=== The data ===

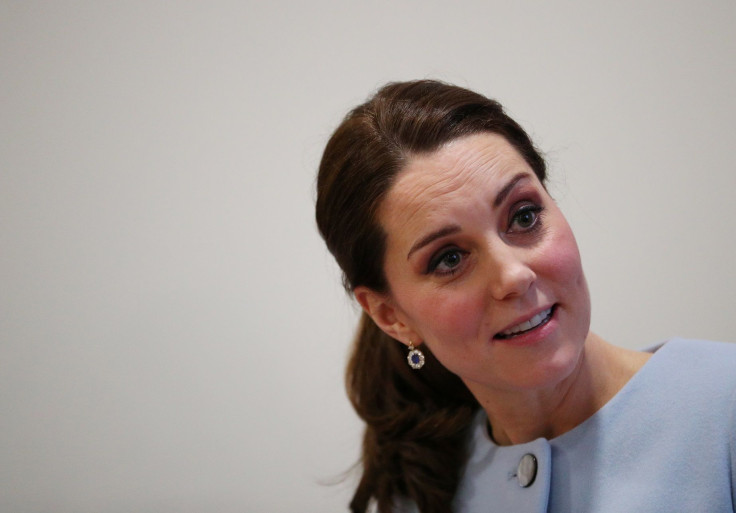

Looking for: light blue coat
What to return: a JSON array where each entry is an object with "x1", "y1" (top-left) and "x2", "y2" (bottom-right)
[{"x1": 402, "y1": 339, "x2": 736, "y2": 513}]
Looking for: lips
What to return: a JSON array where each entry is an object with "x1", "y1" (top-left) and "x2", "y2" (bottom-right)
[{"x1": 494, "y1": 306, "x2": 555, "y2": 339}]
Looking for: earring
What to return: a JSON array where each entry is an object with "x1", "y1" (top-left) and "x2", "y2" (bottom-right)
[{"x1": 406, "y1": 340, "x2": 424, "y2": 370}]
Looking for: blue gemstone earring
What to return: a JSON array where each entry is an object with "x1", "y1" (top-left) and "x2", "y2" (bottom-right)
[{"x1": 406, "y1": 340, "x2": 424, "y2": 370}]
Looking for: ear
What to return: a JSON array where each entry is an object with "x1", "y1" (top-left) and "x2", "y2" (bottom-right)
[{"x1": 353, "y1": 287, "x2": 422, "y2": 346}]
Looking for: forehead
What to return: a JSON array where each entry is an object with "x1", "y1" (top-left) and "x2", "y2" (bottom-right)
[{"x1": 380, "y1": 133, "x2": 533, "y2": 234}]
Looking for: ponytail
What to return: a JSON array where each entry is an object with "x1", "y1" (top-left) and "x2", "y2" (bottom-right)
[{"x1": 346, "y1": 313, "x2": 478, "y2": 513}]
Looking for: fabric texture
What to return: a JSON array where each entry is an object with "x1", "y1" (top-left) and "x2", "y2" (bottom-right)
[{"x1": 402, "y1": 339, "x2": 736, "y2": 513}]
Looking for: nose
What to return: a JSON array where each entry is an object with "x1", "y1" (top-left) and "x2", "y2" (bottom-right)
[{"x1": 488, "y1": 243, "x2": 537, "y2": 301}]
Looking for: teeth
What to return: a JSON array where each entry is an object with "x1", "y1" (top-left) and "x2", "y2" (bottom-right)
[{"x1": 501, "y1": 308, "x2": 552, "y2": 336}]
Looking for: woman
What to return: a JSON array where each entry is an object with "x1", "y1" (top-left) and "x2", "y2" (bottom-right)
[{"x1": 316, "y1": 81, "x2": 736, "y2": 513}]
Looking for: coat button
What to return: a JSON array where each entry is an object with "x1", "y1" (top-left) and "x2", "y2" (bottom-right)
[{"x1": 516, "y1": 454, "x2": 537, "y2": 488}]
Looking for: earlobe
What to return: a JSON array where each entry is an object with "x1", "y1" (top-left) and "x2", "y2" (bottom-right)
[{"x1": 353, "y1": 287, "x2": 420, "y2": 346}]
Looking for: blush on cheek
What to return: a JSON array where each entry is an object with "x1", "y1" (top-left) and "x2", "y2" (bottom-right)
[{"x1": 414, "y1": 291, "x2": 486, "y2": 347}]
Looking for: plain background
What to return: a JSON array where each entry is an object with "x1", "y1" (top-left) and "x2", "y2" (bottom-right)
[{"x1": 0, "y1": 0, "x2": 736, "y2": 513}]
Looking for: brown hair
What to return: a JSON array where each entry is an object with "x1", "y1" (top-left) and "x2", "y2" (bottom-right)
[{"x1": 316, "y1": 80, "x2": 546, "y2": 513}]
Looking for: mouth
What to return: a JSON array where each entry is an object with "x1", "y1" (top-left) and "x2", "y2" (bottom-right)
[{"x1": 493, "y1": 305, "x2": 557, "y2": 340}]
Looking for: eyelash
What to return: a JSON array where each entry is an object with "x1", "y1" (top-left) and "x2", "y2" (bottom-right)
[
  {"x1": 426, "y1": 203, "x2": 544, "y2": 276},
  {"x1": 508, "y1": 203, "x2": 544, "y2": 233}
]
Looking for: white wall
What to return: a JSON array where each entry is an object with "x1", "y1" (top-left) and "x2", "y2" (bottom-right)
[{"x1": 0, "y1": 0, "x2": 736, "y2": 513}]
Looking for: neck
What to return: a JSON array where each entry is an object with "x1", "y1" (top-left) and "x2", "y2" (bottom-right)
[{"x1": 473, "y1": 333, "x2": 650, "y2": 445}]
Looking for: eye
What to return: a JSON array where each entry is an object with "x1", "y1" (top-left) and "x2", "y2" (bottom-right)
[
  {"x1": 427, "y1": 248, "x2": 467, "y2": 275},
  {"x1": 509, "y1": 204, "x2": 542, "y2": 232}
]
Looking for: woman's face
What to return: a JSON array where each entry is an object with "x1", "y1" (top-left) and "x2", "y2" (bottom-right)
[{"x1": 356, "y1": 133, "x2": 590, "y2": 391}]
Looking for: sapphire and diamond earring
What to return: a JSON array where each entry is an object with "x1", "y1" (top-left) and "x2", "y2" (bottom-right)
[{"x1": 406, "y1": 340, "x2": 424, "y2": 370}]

===
=== The data ===

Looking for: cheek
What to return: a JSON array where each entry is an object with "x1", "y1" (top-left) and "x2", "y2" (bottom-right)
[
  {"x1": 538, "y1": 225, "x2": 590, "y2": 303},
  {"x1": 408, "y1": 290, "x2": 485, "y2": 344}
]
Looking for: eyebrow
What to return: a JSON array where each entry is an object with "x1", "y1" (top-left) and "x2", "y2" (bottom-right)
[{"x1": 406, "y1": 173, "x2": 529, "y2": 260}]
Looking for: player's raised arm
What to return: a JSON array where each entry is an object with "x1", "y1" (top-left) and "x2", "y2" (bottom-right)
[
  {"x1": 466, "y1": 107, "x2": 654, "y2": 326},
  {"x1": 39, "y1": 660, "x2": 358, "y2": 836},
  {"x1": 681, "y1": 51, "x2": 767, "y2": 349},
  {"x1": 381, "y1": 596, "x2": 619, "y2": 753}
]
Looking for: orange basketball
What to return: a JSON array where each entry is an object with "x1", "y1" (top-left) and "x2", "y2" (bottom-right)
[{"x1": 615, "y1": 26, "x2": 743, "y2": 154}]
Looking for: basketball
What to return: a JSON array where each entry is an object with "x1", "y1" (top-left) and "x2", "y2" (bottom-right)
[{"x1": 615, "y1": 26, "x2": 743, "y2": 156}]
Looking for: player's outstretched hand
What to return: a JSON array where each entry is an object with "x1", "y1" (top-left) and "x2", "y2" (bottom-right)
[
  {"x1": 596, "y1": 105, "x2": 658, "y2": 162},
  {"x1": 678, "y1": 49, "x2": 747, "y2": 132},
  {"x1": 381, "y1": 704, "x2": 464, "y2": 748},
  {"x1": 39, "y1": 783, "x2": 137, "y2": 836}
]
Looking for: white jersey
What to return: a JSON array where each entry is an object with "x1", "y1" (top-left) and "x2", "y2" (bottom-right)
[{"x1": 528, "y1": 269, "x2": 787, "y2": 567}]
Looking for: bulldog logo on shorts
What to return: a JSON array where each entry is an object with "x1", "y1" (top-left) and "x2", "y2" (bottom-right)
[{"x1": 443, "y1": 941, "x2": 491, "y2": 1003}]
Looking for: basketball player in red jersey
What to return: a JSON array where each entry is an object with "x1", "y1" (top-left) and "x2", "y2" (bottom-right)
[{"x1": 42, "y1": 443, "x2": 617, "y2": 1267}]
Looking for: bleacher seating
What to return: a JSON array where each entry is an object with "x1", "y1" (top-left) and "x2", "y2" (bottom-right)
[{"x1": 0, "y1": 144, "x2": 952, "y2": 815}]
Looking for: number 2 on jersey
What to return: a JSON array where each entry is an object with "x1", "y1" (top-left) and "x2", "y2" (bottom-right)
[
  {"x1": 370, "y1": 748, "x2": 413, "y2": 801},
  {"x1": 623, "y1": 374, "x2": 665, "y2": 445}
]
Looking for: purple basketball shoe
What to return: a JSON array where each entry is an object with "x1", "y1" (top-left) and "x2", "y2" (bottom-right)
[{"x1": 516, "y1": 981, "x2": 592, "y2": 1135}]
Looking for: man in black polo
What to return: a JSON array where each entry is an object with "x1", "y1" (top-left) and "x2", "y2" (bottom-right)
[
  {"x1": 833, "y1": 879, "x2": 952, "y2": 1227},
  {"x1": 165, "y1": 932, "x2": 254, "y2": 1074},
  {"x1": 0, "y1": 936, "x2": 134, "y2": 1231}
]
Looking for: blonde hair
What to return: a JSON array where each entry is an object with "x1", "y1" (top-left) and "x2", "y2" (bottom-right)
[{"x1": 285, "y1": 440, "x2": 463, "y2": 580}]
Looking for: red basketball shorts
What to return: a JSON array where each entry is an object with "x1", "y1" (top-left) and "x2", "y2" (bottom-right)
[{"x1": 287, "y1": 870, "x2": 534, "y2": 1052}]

===

= Task brief =
Report how many lines in the records contain the word "white". Give only the number.

= Solution to this task =
2